What is required
Your answer should be the line containing "Shelf-set audit: indicate the stirrup" and each line after it through the end of the data below, repeated exactly.

Provided records
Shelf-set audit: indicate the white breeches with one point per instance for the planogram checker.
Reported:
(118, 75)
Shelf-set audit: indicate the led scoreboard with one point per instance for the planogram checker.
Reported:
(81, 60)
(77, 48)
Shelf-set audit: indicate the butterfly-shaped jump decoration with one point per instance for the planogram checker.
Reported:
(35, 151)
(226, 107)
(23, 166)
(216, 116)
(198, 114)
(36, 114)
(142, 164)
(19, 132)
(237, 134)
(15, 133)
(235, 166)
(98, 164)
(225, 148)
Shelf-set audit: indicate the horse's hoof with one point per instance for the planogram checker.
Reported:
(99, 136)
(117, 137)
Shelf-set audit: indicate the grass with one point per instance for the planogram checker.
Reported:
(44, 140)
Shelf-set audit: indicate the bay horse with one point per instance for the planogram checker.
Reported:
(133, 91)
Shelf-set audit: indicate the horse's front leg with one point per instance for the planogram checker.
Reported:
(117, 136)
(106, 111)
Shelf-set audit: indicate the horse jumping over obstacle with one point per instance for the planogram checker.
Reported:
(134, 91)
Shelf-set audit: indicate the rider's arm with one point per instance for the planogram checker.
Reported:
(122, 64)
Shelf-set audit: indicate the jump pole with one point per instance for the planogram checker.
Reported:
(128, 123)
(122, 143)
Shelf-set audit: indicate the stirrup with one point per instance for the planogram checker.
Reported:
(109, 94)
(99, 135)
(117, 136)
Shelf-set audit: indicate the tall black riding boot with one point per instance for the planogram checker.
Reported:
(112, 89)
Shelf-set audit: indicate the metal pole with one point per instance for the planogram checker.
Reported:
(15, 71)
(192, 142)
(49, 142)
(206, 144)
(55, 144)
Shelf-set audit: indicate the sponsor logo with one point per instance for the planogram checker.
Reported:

Response to this task
Shelf-set audit: indicate the stirrup with one point per instance for the planogram checker.
Reported:
(109, 94)
(99, 135)
(117, 136)
Shelf-set audit: indicate the tall black riding boot with one point per instance for the planogram checker.
Reported:
(112, 89)
Shelf-set audit: indicate the metal pole with one point per instance for the planogram checker.
Reported:
(15, 71)
(192, 142)
(49, 142)
(206, 144)
(55, 144)
Shelf-set audit: indicate the sponsor logo with one point per instance for the planogram checker.
Reported:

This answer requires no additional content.